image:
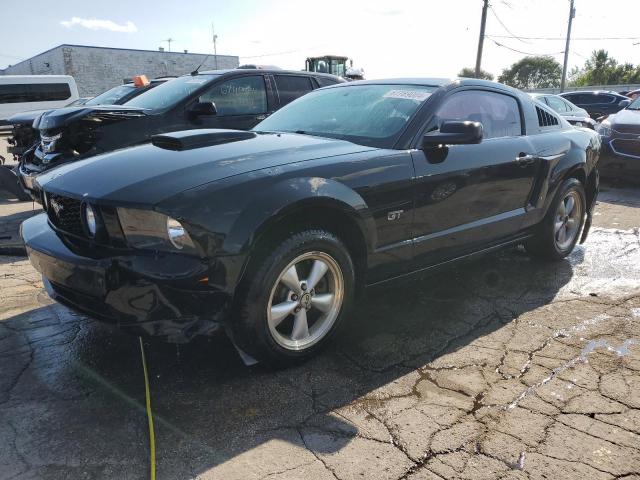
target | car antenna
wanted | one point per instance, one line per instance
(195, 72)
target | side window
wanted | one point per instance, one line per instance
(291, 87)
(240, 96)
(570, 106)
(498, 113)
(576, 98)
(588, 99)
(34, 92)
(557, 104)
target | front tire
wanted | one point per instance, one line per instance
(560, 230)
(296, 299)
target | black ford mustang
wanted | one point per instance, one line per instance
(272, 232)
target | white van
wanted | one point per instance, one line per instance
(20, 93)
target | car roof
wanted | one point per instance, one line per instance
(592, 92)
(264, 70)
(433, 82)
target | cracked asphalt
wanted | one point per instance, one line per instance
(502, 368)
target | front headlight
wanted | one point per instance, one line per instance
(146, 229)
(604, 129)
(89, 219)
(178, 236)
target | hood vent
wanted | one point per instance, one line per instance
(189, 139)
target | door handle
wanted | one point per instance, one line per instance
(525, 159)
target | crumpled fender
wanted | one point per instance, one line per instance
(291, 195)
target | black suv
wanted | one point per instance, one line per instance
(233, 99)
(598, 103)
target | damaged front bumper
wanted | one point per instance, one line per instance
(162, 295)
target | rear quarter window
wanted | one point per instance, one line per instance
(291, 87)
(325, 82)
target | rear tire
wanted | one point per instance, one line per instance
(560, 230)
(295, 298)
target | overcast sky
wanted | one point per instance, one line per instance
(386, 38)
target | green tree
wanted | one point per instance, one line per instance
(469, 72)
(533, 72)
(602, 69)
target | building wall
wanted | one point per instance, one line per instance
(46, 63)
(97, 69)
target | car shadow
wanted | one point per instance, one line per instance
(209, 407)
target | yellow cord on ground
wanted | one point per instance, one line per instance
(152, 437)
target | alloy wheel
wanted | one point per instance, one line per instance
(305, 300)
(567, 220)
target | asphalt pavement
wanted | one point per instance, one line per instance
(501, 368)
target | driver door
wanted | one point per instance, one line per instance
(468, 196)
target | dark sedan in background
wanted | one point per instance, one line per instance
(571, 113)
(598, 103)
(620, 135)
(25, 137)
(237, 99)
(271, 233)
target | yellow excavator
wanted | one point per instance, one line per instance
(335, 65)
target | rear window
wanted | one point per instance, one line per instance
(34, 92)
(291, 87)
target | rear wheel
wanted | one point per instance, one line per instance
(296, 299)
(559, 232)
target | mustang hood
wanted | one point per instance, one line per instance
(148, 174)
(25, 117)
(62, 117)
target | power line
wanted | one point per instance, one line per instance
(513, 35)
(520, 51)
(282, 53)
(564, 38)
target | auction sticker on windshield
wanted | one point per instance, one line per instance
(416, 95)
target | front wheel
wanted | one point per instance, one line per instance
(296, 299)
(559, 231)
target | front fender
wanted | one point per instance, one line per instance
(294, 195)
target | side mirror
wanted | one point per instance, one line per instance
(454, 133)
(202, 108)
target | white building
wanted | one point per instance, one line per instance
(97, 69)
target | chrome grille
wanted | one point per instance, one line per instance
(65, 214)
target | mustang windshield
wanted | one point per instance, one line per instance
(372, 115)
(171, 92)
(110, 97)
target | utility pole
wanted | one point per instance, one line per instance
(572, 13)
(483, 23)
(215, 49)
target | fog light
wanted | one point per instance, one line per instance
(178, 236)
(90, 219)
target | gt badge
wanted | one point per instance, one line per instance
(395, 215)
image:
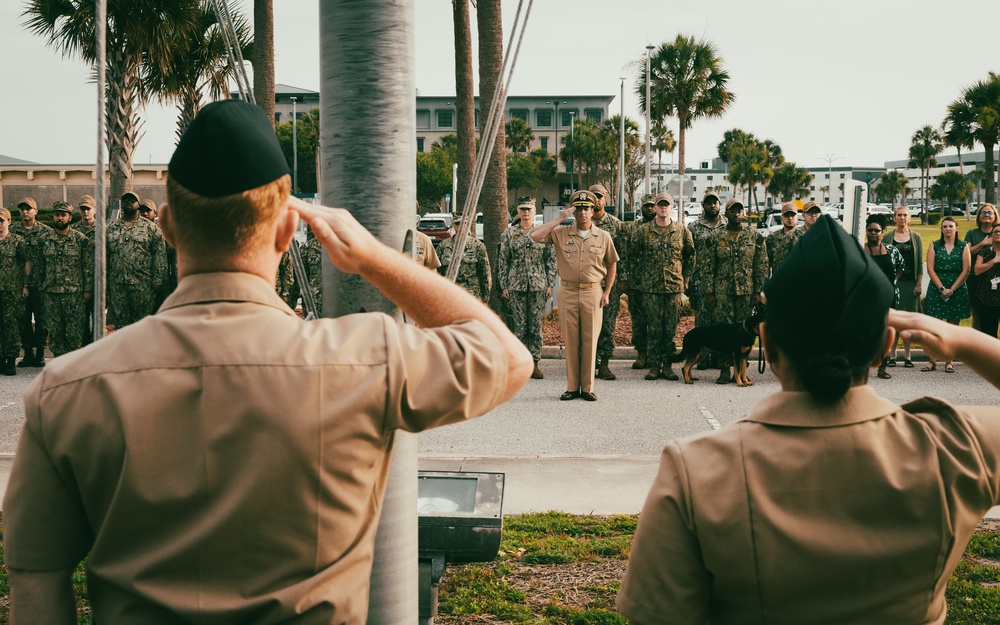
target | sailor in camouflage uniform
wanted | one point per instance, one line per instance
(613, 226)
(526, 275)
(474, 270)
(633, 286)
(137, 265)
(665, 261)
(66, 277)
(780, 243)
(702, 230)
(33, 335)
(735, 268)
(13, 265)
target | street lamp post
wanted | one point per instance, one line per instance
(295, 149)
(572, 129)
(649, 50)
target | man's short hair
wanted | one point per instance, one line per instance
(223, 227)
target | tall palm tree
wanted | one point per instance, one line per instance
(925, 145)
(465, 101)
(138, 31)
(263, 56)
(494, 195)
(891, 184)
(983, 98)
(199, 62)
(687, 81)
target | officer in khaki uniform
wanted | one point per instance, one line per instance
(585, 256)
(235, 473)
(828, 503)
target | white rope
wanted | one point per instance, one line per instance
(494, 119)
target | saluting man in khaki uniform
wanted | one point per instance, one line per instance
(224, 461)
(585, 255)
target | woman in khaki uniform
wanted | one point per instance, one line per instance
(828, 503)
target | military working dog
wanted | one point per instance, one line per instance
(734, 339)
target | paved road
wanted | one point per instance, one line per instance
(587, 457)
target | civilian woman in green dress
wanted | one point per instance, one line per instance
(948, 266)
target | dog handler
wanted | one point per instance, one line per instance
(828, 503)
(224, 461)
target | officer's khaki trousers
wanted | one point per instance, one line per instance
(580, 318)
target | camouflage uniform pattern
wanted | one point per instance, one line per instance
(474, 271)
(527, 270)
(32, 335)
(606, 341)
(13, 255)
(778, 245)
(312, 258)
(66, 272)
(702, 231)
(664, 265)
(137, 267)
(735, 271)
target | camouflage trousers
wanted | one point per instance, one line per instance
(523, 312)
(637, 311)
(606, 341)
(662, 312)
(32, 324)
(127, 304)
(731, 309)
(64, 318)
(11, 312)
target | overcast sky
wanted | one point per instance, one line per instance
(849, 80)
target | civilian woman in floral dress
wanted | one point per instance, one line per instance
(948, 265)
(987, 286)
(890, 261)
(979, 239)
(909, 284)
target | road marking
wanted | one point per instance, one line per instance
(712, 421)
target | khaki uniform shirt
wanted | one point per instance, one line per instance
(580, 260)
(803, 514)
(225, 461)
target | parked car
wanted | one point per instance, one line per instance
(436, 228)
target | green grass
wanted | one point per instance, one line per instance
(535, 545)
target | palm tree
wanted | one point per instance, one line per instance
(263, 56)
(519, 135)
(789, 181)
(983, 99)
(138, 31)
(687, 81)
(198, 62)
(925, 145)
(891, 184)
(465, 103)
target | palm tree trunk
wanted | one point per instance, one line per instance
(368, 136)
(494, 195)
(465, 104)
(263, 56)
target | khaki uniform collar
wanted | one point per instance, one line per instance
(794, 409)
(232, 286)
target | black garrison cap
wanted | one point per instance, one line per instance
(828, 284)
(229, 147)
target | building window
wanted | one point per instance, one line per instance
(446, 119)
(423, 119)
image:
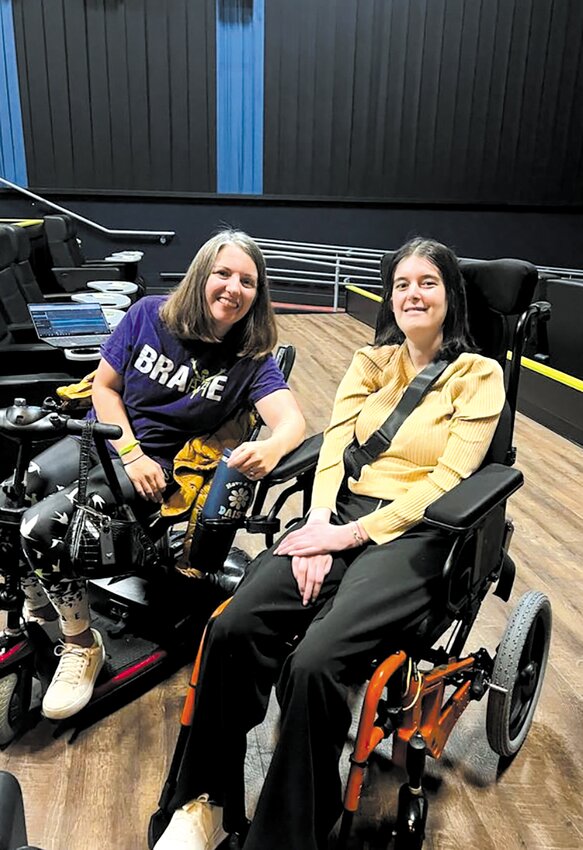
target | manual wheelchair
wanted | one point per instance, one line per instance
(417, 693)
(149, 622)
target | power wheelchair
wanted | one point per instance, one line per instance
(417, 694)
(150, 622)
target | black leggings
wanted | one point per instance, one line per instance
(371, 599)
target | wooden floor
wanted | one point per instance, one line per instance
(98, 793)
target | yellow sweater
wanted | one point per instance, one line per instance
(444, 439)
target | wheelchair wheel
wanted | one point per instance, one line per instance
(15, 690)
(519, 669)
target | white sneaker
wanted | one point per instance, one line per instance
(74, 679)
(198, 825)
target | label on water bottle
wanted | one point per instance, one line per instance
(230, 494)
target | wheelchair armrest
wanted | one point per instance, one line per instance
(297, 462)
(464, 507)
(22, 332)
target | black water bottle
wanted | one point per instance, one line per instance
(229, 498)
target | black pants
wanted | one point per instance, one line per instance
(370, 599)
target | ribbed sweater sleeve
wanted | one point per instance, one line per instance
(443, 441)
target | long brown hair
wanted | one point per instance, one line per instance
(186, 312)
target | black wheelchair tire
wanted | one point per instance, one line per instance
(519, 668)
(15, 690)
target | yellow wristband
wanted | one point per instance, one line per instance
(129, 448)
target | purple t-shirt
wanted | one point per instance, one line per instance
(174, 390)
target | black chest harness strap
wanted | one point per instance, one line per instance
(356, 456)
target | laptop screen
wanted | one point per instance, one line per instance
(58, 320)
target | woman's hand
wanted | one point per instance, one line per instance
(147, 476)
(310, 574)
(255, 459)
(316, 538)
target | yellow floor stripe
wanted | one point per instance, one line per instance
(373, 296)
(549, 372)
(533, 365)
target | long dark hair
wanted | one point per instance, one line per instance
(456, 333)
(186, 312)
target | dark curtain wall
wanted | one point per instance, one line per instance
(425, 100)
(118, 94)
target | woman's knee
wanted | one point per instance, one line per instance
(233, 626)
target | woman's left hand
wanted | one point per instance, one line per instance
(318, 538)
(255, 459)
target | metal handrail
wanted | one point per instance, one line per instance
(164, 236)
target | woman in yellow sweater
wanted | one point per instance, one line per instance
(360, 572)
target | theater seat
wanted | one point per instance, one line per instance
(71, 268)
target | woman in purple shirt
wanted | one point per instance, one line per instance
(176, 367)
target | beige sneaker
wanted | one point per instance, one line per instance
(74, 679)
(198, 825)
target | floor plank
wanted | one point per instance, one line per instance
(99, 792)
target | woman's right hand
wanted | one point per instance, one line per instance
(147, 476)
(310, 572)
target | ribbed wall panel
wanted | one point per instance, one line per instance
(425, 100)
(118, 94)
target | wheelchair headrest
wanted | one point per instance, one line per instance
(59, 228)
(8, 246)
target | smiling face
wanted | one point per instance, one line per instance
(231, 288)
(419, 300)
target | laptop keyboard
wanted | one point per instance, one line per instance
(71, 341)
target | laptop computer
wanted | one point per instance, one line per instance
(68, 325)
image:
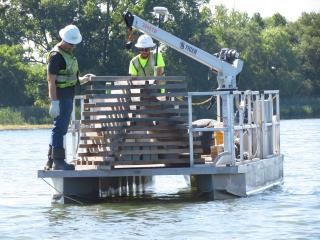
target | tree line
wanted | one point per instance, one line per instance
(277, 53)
━━━
▶ _Work instruction_
Copy out each line in the preceding records that contains "dark".

▶ _Task result_
target | dark sedan in background
target | long dark hair
target | dark curtain wall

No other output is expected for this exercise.